STORED ROWS:
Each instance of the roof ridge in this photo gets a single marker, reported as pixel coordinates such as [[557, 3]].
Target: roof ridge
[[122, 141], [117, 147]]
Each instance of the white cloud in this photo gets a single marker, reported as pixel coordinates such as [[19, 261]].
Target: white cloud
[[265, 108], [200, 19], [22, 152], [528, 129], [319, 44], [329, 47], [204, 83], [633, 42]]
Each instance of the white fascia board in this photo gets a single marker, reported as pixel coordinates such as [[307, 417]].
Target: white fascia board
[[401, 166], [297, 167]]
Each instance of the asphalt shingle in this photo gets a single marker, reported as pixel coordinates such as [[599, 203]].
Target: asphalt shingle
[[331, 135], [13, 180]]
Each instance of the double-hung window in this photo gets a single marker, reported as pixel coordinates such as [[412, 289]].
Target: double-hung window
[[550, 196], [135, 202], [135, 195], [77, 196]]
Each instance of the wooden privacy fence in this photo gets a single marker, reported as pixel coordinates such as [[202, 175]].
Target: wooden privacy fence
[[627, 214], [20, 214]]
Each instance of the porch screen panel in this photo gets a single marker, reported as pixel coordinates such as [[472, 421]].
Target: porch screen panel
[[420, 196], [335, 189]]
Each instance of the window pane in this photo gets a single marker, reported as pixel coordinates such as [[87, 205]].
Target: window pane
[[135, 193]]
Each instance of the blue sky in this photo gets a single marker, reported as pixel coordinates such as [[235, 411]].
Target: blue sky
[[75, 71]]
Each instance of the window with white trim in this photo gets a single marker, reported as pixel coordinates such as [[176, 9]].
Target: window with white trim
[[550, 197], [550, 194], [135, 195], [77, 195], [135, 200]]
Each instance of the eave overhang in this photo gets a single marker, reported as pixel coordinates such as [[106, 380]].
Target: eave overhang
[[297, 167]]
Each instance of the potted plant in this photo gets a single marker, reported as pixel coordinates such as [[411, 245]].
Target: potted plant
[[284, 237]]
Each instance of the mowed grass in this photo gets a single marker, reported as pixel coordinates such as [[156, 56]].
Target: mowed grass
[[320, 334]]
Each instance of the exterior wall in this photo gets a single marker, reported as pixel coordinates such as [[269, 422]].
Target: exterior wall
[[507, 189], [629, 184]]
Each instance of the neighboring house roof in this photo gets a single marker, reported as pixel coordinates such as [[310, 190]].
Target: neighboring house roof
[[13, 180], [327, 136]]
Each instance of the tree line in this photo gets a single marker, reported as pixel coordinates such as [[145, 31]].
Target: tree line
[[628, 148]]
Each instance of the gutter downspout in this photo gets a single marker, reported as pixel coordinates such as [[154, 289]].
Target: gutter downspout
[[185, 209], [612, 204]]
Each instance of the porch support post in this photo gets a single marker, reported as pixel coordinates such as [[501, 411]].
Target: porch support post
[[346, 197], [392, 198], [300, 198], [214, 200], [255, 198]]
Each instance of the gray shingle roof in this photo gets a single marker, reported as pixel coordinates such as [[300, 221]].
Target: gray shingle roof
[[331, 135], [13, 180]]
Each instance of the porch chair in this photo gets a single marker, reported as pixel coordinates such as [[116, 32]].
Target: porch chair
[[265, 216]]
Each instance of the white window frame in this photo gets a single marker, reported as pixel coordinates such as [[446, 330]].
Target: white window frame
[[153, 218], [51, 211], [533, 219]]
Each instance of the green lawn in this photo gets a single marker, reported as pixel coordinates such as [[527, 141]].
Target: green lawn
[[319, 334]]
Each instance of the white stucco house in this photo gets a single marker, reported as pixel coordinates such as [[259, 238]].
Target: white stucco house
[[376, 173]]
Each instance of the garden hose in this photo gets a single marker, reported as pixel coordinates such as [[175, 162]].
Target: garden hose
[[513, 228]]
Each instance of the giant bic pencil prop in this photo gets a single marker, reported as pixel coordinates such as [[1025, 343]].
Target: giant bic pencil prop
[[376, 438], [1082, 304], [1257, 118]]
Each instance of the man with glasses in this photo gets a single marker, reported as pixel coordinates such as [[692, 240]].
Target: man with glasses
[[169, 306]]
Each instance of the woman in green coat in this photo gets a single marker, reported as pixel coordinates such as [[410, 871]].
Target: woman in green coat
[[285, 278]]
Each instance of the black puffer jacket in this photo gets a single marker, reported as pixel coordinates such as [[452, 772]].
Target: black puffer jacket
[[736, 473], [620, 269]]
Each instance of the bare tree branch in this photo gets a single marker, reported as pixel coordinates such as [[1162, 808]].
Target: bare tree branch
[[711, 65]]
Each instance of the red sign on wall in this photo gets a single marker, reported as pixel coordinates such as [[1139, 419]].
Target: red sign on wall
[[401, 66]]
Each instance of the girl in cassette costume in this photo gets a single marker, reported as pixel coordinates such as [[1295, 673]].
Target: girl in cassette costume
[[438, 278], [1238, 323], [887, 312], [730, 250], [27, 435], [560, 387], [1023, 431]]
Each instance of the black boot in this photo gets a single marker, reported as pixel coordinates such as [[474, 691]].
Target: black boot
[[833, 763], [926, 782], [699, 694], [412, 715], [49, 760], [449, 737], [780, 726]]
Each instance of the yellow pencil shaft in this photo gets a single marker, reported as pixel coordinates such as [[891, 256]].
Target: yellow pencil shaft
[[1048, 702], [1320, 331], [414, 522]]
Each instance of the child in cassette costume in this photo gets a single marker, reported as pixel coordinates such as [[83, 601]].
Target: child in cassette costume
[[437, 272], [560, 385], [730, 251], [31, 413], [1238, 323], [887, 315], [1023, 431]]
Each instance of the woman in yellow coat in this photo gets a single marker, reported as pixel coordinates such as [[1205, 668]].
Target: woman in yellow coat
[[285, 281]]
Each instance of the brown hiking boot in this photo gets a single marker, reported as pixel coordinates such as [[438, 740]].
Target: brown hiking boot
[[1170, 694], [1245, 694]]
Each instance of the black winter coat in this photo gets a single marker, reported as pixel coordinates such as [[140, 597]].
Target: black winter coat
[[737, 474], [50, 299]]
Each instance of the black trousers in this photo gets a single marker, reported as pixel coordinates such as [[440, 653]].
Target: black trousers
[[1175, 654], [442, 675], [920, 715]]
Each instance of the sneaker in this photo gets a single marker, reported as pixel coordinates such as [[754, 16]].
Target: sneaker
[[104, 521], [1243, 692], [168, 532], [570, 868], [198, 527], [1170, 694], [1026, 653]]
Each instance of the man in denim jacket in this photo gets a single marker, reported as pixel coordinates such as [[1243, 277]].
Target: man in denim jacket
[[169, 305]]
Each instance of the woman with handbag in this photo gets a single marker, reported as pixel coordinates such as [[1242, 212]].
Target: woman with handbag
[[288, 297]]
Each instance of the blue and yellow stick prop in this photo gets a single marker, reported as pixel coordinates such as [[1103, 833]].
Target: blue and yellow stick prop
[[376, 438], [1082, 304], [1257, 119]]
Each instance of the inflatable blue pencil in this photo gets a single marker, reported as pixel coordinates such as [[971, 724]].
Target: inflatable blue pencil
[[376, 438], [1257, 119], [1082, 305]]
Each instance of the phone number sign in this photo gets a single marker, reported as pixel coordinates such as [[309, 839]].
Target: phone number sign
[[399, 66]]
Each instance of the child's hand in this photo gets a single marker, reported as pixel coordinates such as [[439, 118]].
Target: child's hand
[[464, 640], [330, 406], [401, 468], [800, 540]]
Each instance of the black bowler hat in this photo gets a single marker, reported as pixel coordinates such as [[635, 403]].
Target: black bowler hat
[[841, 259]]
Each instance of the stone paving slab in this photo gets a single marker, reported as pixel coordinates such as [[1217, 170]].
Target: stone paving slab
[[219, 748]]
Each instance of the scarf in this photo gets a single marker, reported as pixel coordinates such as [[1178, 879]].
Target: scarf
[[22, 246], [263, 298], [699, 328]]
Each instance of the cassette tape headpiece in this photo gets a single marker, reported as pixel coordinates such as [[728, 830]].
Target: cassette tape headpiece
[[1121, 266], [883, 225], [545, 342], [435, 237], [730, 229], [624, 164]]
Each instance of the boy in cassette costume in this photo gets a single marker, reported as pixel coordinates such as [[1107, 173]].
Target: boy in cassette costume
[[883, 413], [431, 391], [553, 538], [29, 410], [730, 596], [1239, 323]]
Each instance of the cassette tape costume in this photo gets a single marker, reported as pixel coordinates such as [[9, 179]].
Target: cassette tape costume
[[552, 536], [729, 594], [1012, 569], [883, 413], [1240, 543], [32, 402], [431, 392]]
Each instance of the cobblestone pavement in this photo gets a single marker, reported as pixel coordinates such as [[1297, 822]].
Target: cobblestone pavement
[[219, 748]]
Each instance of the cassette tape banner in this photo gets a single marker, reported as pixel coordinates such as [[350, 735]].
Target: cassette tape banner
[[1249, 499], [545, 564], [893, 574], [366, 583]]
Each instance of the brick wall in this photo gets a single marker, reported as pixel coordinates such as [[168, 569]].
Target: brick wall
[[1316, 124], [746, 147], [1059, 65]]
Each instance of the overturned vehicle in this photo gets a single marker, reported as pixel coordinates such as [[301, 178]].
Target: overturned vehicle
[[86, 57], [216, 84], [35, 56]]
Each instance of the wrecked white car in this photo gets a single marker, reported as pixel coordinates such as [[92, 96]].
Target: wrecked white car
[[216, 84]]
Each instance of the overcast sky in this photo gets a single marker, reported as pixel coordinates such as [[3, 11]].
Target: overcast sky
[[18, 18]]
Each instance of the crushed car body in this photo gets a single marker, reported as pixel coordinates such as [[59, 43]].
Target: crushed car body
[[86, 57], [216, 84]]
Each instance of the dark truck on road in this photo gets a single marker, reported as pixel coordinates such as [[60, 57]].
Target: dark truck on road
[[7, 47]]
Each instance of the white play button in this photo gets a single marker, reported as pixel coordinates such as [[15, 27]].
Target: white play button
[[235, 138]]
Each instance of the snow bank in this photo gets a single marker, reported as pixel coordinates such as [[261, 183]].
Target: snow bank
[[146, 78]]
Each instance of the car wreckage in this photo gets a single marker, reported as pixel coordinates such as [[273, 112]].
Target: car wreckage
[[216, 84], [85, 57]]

EXERCISE DIRECTIONS:
Please copy the stretch of the listing from the line containing "Each instance of the black boot" through the line containing "[[169, 305]]", both included, word for word.

OUTPUT OF THE EXERCISE:
Each instance of the black boot in this photo gets a single marker, reported as pixel coordinates such as [[474, 691]].
Target: black boot
[[833, 763], [926, 782], [699, 694], [412, 715], [49, 760], [449, 737], [780, 726]]
Each instance of the yellow pencil shaft in this photo gets a single marker, reported as pixel coordinates such as [[891, 256]].
Target: yellow pencil shaft
[[1048, 702], [1320, 331], [414, 522]]
Each instance of the child in cassette costume in this photo gets a single marker, reported as pixel coordinates such as [[83, 601]].
Target: child in cassette costume
[[437, 272], [560, 385], [730, 251], [31, 413], [1238, 323], [887, 315], [1023, 431]]
Each instance of the woman in yellow coat in this photo gets a single marker, reported as pixel coordinates such as [[1205, 668]].
Target: woman in yellow coat
[[285, 281]]
Each instance of the brown hiking boot in this photo gets a single marker, reported as pixel coordinates such as [[438, 740]].
Target: brown hiking boot
[[1170, 694], [1245, 694]]
Each instance of the black winter coat in this photo gets a single marker, reported as pixel coordinates such as [[140, 597]].
Target: black winter coat
[[737, 474], [50, 299]]
Each instance of the black trousers in this photo gets a single marker, reported as pixel coordinates such as [[440, 653]].
Target: black trousers
[[1175, 654], [442, 675], [920, 715]]
Each instance of the sneaker in this photo gets a single marker, reported as pixel coordinates such as [[754, 16]].
Target: sneaker
[[104, 521], [1243, 692], [168, 532], [570, 868], [198, 527], [1170, 694], [1026, 653]]
Each instance of the man in denim jacket in this photo gets a single marker, reported as pixel coordinates such as [[1243, 277]].
Target: man in denim jacket
[[169, 305]]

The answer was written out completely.